> [WHAT THE EXERCISE ASKS]: Update the records by changing "separate parts" to "disjoint pieces" wherever it appears, leaving every other character unchanged, and write them out again in full.

===== STORED DATA

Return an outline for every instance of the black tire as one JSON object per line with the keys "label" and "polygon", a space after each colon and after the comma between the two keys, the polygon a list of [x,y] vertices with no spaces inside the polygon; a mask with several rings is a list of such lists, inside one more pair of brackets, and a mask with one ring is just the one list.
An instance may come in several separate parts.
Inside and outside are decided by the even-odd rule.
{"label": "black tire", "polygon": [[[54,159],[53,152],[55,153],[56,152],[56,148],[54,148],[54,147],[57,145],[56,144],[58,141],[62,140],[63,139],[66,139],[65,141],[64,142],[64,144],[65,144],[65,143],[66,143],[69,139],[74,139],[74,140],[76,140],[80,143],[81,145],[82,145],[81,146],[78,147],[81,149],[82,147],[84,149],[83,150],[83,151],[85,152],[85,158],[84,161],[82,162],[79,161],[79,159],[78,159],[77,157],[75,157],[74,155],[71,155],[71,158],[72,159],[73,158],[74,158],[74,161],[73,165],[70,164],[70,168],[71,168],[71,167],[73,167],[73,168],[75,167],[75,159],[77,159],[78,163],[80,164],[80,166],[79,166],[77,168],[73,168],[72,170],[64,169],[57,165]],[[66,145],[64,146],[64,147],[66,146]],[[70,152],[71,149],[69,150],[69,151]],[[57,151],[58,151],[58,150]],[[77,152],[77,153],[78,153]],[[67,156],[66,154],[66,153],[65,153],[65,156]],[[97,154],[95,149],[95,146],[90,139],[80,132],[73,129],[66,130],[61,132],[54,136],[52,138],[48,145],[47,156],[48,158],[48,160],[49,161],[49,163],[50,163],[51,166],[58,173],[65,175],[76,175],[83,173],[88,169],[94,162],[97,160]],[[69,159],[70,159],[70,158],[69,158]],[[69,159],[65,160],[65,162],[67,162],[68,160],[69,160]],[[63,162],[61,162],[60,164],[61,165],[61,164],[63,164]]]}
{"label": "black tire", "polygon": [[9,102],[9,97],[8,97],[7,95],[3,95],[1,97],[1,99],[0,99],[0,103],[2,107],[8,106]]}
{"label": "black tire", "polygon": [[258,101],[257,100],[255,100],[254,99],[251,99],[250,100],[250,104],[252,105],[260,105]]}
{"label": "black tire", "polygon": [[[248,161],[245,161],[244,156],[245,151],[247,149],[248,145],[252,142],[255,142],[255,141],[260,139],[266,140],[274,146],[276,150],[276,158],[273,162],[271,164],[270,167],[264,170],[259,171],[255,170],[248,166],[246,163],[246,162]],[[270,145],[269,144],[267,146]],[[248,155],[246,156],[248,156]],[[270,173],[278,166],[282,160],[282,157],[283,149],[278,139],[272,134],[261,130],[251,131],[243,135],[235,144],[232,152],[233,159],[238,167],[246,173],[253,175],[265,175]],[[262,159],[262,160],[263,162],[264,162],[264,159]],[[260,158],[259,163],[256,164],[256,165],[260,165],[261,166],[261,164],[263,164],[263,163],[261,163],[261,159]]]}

==========

> [ANSWER TO THIS EXERCISE]:
Return an outline for every instance of the black tire as one JSON object per line with the keys "label" and "polygon", a space after each colon and after the comma between the two keys, the polygon a list of [x,y] vertices with no spaces inside the polygon; a mask with several rings is a list of such lists, inside one more pair of brackets, and a mask with one ring is just the one list.
An instance may come in several disjoint pieces.
Inside and outside are decided by the even-odd rule.
{"label": "black tire", "polygon": [[[54,159],[53,152],[55,153],[56,152],[56,148],[54,148],[54,147],[57,145],[56,144],[58,141],[62,140],[63,139],[66,139],[65,141],[64,142],[64,144],[65,144],[65,143],[66,143],[69,139],[74,139],[74,140],[76,140],[80,143],[81,145],[82,145],[81,146],[78,147],[81,149],[82,147],[84,149],[83,150],[83,151],[85,152],[85,158],[84,161],[82,162],[79,161],[79,159],[78,159],[77,157],[75,157],[74,155],[71,155],[71,158],[72,159],[73,158],[74,158],[74,161],[73,165],[70,164],[70,168],[71,168],[71,167],[73,167],[73,168],[75,167],[75,159],[77,159],[78,163],[80,164],[80,166],[79,166],[77,168],[73,168],[72,170],[64,169],[57,165]],[[66,145],[64,146],[64,147],[66,146]],[[70,152],[71,149],[69,150],[69,151]],[[57,151],[58,151],[58,150]],[[77,152],[77,153],[78,153]],[[67,156],[66,154],[66,153],[65,153],[65,156]],[[97,154],[95,149],[95,146],[90,139],[80,132],[73,129],[66,130],[61,132],[54,136],[52,138],[48,145],[47,156],[48,158],[48,160],[49,161],[49,163],[50,163],[51,166],[58,173],[65,175],[76,175],[83,173],[88,169],[94,162],[97,160]],[[69,159],[70,159],[70,158],[69,158]],[[69,159],[65,160],[65,162],[67,162],[68,160],[69,160]],[[63,162],[61,162],[60,164],[61,165],[61,164],[63,164]]]}
{"label": "black tire", "polygon": [[9,102],[9,97],[8,97],[7,95],[3,95],[1,97],[1,99],[0,99],[0,103],[2,107],[8,106]]}
{"label": "black tire", "polygon": [[258,101],[257,100],[255,100],[254,99],[251,99],[250,100],[250,104],[252,105],[260,105]]}
{"label": "black tire", "polygon": [[[248,161],[245,161],[244,156],[245,151],[247,149],[248,145],[252,142],[255,142],[255,141],[260,139],[266,140],[274,146],[276,150],[276,158],[273,162],[271,164],[270,167],[264,170],[259,171],[255,170],[248,166],[246,163],[246,162]],[[270,145],[269,144],[267,146]],[[248,155],[246,156],[248,156]],[[270,173],[278,166],[282,160],[282,157],[283,149],[278,139],[272,134],[261,130],[251,131],[243,135],[235,144],[232,152],[233,159],[238,167],[246,173],[253,175],[265,175]],[[262,159],[262,160],[263,162],[264,162],[264,159]],[[260,158],[259,163],[256,164],[256,165],[260,165],[261,166],[261,164],[263,164],[263,163],[261,163],[261,159]]]}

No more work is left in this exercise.